• WRITTEN REQUEST 1
List every distinct username that posts in the cocoa butter thread.

• DOCUMENT SECTION
◇ ◇ ◇ ◇

# Cocoa Butter... Where to buy in stores?



## littleginger73 (Oct 9, 2014)

The only thing I've found is those cocoa butter sticks I see at Walgreens next to the lotions.. Is that the same thing?


----------



## IrishLass (Oct 9, 2014)

What does it list as the ingredients? If it just says that it contains cocoa butter, then I wouldn't hesitate to use it. 

 Also- Sprouts used to sell un-refined cocoa butter in little 2 oz. tubs a few years back. I don't know if they still do or not nowadays, but if you have one nearby, you could pop in and see.


 IrishLass


----------



## littleginger73 (Oct 9, 2014)

It says 100% cocoa butter but it's almost 1.50 per oz and I need about 160z for a patch.. That's way too much money so I need to find a container of cocoa butter....


----------



## Susie (Oct 9, 2014)

I don't know where you live, but you may need to order that online.


----------



## Ellacho (Oct 9, 2014)

Try here: http://www.brambleberry.com/Cocoa-Butter-P3218.aspx

or 

http://www.wholesalesuppliesplus.com/ProductFilter.aspx?FBK=cocoa+butter&x=0&y=0


----------

◇ ◇ ◇ ◇

• WRITTEN REQUEST 2
Arrange the lines of the listing, from its first line through the line that contains "[[114, 121]]", inclusive, as a numbered list with blank lines left out.

(Records from a data source)

◇ ◇ ◇ ◇

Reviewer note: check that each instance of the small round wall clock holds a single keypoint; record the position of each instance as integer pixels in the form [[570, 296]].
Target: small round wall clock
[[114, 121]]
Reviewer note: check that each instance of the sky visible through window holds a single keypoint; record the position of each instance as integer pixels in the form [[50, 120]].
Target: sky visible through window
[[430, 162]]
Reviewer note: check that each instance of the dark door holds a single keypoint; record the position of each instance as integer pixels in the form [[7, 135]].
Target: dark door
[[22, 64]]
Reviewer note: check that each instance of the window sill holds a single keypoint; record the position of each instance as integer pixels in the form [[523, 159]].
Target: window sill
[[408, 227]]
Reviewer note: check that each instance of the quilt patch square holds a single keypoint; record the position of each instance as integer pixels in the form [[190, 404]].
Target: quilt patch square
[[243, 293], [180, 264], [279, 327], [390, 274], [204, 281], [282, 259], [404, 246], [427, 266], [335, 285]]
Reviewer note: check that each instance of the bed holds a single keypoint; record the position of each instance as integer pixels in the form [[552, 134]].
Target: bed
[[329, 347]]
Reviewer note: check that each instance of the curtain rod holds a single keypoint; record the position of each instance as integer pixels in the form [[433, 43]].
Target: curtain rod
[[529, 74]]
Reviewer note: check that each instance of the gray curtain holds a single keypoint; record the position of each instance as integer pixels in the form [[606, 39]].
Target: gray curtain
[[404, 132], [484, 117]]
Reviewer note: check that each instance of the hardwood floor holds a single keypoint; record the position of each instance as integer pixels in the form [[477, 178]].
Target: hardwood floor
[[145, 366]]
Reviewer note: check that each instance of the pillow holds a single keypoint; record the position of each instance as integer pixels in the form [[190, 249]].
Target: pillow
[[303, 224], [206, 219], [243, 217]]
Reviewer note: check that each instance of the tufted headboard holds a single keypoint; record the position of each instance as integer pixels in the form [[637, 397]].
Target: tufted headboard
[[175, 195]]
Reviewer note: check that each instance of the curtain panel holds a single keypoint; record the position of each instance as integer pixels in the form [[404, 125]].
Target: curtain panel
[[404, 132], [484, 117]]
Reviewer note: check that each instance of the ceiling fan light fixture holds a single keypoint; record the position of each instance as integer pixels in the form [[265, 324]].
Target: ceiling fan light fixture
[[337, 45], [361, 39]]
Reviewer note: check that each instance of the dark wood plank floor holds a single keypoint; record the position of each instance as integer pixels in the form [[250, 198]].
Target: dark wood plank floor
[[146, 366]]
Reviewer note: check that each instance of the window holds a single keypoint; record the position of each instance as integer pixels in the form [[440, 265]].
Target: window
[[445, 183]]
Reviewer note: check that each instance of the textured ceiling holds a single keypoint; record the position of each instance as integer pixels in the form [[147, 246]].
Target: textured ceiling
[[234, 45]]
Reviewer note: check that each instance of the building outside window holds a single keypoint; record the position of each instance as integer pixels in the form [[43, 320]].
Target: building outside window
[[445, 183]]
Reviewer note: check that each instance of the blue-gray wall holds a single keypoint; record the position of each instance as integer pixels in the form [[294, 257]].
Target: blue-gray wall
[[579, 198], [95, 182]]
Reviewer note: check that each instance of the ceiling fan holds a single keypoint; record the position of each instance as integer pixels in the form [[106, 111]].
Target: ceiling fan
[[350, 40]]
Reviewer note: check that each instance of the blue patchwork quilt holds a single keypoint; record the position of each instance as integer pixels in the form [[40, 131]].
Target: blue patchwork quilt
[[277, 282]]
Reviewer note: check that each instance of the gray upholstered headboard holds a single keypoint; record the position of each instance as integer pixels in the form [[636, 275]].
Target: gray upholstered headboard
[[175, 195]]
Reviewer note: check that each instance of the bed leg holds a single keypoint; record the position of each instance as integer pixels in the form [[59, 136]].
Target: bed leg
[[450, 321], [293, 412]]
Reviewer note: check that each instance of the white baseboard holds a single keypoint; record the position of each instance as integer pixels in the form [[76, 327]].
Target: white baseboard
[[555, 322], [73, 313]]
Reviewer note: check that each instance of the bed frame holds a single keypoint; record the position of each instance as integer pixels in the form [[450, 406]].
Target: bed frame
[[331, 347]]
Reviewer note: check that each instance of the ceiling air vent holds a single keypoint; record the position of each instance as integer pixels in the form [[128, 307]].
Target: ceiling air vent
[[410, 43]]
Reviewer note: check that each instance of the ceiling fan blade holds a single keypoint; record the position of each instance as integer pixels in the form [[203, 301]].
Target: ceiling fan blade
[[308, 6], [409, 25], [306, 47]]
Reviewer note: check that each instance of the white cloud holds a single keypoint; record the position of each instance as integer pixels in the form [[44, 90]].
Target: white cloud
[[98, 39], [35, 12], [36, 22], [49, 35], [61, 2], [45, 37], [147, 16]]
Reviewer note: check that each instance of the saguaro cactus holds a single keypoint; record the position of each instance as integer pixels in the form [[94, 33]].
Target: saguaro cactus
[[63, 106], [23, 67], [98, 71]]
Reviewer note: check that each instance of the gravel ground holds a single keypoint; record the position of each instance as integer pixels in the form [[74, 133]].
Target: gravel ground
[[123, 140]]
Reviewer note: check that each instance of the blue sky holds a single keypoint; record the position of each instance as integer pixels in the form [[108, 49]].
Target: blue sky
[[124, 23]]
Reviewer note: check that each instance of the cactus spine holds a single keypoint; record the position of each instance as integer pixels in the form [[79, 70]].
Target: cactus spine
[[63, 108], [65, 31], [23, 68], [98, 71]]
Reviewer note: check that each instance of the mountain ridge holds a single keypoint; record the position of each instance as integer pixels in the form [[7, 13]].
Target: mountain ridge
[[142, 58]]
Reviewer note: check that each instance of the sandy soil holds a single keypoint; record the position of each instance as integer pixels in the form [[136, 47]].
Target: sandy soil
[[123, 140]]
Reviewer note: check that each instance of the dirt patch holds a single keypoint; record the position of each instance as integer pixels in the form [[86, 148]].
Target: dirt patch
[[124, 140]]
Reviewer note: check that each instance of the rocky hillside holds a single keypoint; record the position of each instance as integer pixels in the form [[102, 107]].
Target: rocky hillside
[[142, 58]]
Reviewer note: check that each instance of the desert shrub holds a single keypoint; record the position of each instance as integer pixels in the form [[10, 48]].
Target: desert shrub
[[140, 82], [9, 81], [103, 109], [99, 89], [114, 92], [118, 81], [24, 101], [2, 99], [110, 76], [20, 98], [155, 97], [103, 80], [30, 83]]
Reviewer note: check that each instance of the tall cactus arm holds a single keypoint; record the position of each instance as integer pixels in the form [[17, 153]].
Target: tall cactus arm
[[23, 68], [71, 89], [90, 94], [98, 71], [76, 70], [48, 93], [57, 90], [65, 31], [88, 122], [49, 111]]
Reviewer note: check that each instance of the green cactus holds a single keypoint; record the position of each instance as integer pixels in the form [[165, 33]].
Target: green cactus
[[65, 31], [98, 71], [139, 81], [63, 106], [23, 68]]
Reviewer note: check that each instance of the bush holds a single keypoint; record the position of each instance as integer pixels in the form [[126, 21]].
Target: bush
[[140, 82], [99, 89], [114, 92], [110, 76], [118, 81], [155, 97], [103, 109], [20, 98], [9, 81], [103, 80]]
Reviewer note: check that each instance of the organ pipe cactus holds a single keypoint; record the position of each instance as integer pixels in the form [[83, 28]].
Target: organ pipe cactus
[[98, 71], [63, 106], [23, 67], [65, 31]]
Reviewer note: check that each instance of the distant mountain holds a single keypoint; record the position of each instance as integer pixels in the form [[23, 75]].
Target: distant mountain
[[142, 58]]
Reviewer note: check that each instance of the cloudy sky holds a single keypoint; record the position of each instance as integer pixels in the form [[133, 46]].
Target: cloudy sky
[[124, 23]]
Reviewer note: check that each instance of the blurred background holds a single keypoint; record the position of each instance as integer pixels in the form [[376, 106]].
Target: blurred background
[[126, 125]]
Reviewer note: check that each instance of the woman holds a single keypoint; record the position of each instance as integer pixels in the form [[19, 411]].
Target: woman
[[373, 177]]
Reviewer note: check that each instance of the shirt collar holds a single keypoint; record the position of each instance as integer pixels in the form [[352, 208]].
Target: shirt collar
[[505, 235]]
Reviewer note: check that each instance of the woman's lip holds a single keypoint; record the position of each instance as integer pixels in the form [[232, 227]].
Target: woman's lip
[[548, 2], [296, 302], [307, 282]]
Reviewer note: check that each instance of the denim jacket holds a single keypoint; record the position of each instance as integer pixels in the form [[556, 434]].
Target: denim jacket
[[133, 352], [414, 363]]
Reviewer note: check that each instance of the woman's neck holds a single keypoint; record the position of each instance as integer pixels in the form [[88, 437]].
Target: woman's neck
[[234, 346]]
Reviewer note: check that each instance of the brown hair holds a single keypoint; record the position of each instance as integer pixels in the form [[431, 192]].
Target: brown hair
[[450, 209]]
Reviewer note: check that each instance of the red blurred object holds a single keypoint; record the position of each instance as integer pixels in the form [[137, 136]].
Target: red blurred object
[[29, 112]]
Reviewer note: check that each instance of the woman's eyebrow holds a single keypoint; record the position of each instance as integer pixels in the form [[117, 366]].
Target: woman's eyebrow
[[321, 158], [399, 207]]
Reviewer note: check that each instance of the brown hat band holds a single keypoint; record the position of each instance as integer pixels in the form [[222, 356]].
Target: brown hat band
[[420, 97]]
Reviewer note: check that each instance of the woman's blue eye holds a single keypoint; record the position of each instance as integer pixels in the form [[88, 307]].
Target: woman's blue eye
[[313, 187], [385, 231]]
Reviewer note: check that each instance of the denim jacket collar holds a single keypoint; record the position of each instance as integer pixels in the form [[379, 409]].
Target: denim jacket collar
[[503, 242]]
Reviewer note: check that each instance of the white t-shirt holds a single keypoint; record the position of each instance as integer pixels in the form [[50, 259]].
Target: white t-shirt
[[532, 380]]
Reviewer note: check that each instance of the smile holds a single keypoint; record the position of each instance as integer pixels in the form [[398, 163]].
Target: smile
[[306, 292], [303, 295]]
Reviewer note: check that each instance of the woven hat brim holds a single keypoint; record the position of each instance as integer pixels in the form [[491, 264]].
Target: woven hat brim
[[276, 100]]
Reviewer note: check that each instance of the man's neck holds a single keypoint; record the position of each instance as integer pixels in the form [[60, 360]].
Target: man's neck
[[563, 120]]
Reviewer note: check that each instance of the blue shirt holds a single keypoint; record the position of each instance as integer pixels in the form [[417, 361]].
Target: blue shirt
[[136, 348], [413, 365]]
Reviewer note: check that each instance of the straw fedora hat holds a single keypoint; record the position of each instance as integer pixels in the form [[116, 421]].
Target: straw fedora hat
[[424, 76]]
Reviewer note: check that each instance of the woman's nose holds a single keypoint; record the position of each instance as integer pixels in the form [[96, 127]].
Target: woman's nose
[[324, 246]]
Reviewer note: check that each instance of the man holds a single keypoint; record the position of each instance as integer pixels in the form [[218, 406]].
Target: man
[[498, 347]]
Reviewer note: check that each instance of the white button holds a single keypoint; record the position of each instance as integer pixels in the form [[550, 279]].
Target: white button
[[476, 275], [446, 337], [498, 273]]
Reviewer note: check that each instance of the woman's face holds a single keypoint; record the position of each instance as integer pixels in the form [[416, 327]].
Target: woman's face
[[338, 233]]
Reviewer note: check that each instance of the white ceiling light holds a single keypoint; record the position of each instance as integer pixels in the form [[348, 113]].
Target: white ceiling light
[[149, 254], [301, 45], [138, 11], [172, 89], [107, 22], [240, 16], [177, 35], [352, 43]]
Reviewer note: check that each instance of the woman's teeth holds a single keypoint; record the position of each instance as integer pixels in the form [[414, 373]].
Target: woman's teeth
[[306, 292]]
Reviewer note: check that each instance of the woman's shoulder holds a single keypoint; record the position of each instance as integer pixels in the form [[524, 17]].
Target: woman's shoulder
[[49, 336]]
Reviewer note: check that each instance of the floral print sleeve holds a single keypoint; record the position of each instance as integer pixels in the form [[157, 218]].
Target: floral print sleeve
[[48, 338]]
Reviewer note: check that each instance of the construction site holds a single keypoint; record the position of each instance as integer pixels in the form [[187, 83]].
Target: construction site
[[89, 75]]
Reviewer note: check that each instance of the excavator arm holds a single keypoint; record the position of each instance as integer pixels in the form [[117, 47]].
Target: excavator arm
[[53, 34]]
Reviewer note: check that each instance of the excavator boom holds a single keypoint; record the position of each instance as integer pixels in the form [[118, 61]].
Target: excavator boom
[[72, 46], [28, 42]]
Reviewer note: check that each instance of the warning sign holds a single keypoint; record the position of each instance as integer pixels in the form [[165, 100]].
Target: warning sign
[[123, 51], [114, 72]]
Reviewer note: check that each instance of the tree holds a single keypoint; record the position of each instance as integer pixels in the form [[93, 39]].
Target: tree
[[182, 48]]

◇ ◇ ◇ ◇

• WRITTEN REPLY 1
littleginger73, IrishLass, Susie, Ellacho

• WRITTEN REPLY 2
1. Reviewer note: check that each instance of the small round wall clock holds a single keypoint; record the position of each instance as integer pixels in the form [[570, 296]].
2. Target: small round wall clock
3. [[114, 121]]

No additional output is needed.